• **EXERCISE AIM**
The entries follow. Please return all of them exactly.

[Stored data]
● ● ● ● ● ● ●

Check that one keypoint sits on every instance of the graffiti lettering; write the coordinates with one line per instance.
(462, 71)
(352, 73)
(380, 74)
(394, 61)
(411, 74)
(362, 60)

● ● ● ● ● ● ●

• **SOLUTION TO THIS PROBLEM**
Check that one keypoint sits on every instance of the graffiti lettering; write the coordinates with one line per instance.
(462, 71)
(352, 73)
(380, 74)
(394, 61)
(411, 74)
(362, 60)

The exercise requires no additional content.